Kaynak metin:
İlerleyen sayfalarda bu soruya çok açıklayıcı bir yanıt veriyor Troçki: “Eski Bolşeviklere karşı, Lenin parti içinde daha genç ama yine de pişmiş ve kitlelerle daha fazla bağlantısı olan bir başka kesimden destek buldu. Şubat ayaklanmasında, Bolşevik işçiler, bildiğimiz gibi, belirleyici bir rol oynadılar… Lenin…ayağa dikilen bu işçi katmanına doğru yöneliyordu… Partinin kurmayları ve subay takımının kararsızlığıyla mücadele etmek için Lenin güvenle sıradan Bolşevik işçiyi daha iyi temsil eden aynı partinin astsubay takımına yaslanıyordu.”31

Lenin öyle bir diktatör ki devrimin kaderini belirleyecek strateji tartışmasında güçlü konuma gelmek için partinin tüm lider kadrosunun kendisine yönelik aforozuna ancak partinin tabanında yeni, genç işçi kitleleriyle politik bağ kurarak bir tartışmayı kazanma şansını deniyor!

Leninizme saplanıp kalmak mı?

2009 yılında Oya Baydar Ahmet Altan’la yaptığı bir tartışmada şunları yazmıştı: “Altan’ın yazısında kullandığı ‘sıkı’ sosyalist nitelemesinden ne kastettiğini anlayamadım. 1917’ye takılmış nostaljik beton kafalardan söz etmek istiyorsa, bir yayın yönetmeni olarak yazarlarının yazılarını okuyup okumadığı sorusu takılıyor kafama. (…) Bir gazeteyi, hele Taraf gibi bir gazeteyi yönetmenin ne belalı iş olduğunu bilirim; işlerinin yoğunluğundan olmalı, demek ki dikkatinden kaçmış: Yazdığım bütün yazılarda, 1917 veya 1923’te takılıp kalmanın yanlışlığını, bunun marksizmi de çağı da anlamamak olduğunu, proletarya diktatörlüğünün de diktatörlükler arasından bir diktatörlük türü olarak reddedilmesi gerektiğini, marksizmi bir nas (dogma) olarak değil toplumu değişimle açıklayan bir yöntem olarak kavramanın gereğini, karmaşık toplumsal gerçekliği emek-sermaye çelişkisine indirgemenin yanlışlığını ifade eden düşüncelerim Vicdan Yazıları’nda ifadesini buldu.”32

Oya Baydar hiç kuşku yok ki sadece kendisinin “beton kafalı” bir eski solcu olmadığını kanıtlamak istemekle yetinmemiş, aynı zamanda Ahmet Altan’ın hışmından marksizmi de kurtarmak istemiş. Bunu, artık bütün bu tartışmayı yapan leninizm eleştirmenlerine tartışmasız doğru görünen bir yöntemle, Stalinizm’in bütün günahlarını Lenin’e, 1917’ye, Ekim Devrimi’yle kurulan proletarya diktatörlüğüne yıkarak yapmayı tercih etmiş.

Sağlanan malzeme:
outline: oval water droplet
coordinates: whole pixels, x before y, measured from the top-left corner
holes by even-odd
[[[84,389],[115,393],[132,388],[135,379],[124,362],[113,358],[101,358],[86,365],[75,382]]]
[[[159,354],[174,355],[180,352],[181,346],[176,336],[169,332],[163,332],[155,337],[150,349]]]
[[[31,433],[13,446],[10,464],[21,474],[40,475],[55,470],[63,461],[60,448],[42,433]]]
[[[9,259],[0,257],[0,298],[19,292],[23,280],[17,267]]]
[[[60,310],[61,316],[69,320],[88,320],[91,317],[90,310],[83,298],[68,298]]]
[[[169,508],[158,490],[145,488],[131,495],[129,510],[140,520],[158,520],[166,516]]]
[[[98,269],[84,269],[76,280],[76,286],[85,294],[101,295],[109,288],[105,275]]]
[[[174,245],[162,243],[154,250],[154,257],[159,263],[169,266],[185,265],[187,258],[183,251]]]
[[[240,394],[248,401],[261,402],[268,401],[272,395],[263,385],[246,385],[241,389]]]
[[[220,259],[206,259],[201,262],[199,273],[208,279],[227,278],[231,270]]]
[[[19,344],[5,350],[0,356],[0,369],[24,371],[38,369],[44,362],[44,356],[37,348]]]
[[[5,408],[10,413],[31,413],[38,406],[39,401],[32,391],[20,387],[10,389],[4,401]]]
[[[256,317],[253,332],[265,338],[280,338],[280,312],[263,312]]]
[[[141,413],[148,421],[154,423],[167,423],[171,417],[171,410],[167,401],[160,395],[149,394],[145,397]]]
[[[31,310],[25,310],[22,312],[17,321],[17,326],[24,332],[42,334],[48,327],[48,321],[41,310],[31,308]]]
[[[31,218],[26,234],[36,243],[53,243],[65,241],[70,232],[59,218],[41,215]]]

Yapılacaklar listesi:
(a) Kaynak metindeki Troçki alıntısına göre Şubat ayaklanmasında belirleyici rolü kim oynadı?
(b) Kaynak metinde adı geçen kişilerin tamamını listeleyin.
(c) Aşağıdaki ifadelerin kaynak metinle uyuşup uyuşmadığını belirtin ve her biri için belirleyici sözcükleri metinden aynen alıntılayın.
(i) Oya Baydar ile Ahmet Altan arasındaki tartışma 2009 yılında geçti.
(ii) Oya Baydar, Altan'ın kullandığı "sıkı" sosyalist nitelemesiyle ne kastedildiğini anladığını belirtiyor.
(iii) Lenin, eski Bolşeviklere karşı kitlelerle daha az bağlantısı olan bir kesimden destek buldu.

Problemlerin yanıtları:
(a) Bolşevik işçiler.

(b) Troçki, Lenin, Oya Baydar, Ahmet Altan

(c)
(i) Evet: "2009 yılında Oya Baydar Ahmet Altan’la yaptığı bir tartışmada"
(ii) Hayır: "‘sıkı’ sosyalist nitelemesinden ne kastettiğini anlayamadım"
(iii) Hayır: "kitlelerle daha fazla bağlantısı olan bir başka kesimden destek buldu"